* _Problem details_: Translate this sentence from the UK Covid report into Spanish: "The UK reported a further 297 people died within 28 days of a positive Covid test on Saturday, 3% up on the 287 deaths reported last Saturday."

* _Source document_:
————
The UK detected 76,807 new Covid infections in the past 24 hours, a 54% drop on the 176,191 cases detected two weeks ago as the record-breaking Omicron wave appears to have spiked.
The UK reported a further 297 people died within 28 days of a positive Covid test on Saturday, 3% up on the 287 deaths reported last Saturday. Over 177,000 people in the UK have Covid on their death certificate, according to the Office for National Statistics, the seventh highest tally in the world.
It comes after the health secretary, Sajid Javid, reiterated his message the UK is “learning to live with” Covid. Javid confirmed steps on Wednesday to axe virtually all Covid restrictions in England despite warnings from senior NHS figures it could provoke a resurgent wave.
Javid said: “Our exceptional vaccine rollout means the number of people severely affected by Covid-19 is low, and the UK’s innovation and research has discovered life-saving treatments for those most at risk.”
————
* _Data for analysis_:
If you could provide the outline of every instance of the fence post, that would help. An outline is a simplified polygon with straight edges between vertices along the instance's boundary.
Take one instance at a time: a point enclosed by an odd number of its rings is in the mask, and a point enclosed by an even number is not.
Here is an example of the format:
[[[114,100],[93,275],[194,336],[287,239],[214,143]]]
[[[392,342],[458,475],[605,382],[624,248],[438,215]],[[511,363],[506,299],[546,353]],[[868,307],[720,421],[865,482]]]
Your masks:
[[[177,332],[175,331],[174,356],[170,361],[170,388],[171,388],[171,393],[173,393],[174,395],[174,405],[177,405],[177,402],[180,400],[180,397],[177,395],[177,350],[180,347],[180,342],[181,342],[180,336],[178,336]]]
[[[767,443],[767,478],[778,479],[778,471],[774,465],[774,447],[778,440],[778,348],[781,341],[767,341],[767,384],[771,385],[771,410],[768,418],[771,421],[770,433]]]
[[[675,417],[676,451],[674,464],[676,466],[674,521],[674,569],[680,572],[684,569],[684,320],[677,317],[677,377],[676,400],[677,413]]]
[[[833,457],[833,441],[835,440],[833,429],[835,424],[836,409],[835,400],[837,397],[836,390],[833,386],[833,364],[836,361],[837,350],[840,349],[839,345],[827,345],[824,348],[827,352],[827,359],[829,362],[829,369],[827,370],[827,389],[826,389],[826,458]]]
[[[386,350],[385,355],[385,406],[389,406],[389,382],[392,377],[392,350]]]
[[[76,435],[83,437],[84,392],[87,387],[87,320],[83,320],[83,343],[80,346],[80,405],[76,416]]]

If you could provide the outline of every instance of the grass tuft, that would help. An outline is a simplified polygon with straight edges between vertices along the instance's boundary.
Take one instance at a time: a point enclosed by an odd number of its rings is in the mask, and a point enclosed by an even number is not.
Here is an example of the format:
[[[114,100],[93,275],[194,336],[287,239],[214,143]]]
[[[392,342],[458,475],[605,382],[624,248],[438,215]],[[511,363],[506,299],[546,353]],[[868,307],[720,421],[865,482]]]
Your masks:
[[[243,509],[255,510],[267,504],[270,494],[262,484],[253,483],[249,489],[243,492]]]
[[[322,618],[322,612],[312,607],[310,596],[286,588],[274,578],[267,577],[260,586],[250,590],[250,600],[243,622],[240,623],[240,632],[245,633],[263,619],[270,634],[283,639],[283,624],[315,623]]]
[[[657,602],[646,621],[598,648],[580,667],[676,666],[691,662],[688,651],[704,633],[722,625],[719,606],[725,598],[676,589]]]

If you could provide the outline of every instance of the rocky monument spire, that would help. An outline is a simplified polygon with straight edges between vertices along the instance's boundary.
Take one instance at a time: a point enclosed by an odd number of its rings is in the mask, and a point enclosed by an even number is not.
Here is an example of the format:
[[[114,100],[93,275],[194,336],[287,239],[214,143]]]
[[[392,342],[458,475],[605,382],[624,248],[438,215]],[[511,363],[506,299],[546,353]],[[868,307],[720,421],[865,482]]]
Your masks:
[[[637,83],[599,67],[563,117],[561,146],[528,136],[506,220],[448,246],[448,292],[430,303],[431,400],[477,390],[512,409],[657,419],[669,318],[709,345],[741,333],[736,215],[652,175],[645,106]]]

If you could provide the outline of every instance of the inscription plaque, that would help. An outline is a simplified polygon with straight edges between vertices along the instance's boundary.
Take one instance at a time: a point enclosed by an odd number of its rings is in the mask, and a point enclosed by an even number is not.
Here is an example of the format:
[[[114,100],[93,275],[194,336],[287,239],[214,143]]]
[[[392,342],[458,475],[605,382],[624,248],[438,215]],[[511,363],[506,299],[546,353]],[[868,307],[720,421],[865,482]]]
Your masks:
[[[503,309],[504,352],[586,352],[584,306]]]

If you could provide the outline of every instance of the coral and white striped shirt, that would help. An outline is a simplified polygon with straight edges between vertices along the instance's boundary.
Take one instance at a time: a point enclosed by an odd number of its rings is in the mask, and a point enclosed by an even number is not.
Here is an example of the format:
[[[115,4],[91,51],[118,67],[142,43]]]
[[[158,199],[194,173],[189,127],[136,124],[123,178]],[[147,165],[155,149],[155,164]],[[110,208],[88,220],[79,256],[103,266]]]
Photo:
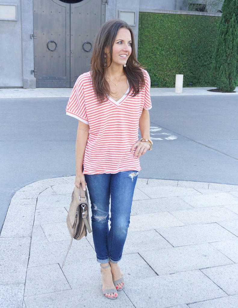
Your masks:
[[[84,174],[115,173],[141,170],[139,159],[134,158],[132,145],[138,140],[139,120],[143,108],[152,108],[150,79],[142,69],[146,84],[139,94],[132,90],[116,101],[109,96],[99,104],[90,72],[80,76],[66,108],[66,114],[89,125],[89,135],[83,161]]]

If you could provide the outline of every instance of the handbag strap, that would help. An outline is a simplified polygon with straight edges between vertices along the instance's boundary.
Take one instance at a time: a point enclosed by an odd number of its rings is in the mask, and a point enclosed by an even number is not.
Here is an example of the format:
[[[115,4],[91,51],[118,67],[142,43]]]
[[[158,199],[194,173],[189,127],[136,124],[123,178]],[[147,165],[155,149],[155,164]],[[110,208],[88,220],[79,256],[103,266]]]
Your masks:
[[[80,201],[82,202],[87,202],[87,203],[88,201],[86,198],[86,191],[84,190],[83,189],[83,186],[81,183],[80,183],[79,189],[80,193]]]
[[[73,233],[73,234],[74,234],[74,232],[75,232],[75,228],[76,228],[76,224],[75,224],[74,225],[75,225],[75,226],[74,226],[74,227]],[[64,258],[64,261],[63,261],[63,264],[62,265],[62,267],[61,267],[61,268],[63,268],[63,267],[64,266],[64,263],[65,263],[65,261],[66,261],[66,258],[67,257],[67,256],[68,255],[68,253],[69,253],[69,250],[70,249],[70,247],[71,246],[71,245],[72,245],[72,242],[73,241],[73,238],[74,238],[74,237],[73,237],[73,236],[72,236],[71,237],[71,240],[70,241],[70,243],[69,244],[69,248],[68,248],[68,251],[67,252],[67,253],[66,254],[66,256],[65,256],[65,257]]]

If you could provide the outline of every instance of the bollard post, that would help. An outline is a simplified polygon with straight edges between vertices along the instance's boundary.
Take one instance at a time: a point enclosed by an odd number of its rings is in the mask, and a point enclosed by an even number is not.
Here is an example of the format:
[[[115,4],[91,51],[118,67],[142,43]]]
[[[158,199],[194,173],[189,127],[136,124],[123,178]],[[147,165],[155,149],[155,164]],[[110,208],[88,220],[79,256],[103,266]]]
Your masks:
[[[175,93],[183,93],[183,75],[176,74],[175,81]]]

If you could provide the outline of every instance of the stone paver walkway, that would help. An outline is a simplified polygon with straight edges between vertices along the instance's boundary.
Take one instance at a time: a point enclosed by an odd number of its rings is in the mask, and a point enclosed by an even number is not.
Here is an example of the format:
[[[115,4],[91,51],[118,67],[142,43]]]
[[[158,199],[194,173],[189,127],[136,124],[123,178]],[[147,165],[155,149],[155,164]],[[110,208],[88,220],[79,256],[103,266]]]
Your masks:
[[[13,197],[0,237],[0,307],[237,308],[238,186],[138,179],[120,263],[125,287],[112,302],[92,233],[73,241],[61,268],[74,181],[39,181]]]

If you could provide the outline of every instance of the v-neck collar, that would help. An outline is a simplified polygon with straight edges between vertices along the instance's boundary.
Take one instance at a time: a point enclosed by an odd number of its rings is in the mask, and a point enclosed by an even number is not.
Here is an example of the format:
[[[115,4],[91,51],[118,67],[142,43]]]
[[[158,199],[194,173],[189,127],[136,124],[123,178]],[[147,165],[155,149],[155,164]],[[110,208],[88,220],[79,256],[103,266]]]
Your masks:
[[[128,85],[128,87],[127,90],[125,93],[124,94],[124,95],[122,96],[118,100],[115,100],[115,99],[113,99],[113,98],[112,98],[111,96],[109,96],[109,95],[108,95],[108,99],[112,103],[113,103],[115,105],[116,105],[117,106],[119,106],[121,104],[121,103],[122,103],[123,101],[125,99],[127,96],[127,95],[129,94],[130,91],[130,86],[129,85],[129,83],[128,82],[128,80],[127,79],[126,79],[126,81],[127,82],[127,84]]]

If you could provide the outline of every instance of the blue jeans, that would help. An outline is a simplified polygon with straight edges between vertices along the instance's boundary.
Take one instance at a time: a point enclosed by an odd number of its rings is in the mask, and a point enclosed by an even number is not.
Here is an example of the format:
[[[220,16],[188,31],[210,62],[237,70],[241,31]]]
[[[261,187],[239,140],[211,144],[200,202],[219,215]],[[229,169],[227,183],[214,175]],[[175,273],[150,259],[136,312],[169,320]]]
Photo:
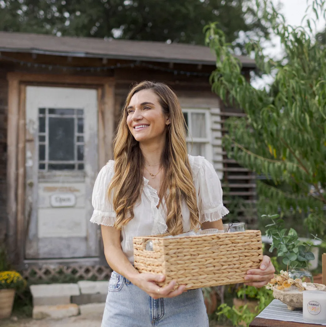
————
* _Task solution_: El sábado, el Reino Unido notificó otras 297 personas fallecidas en los 28 días siguientes a una prueba de Covid positiva, un 3 % más que las 287 muertes notificadas el sábado pasado.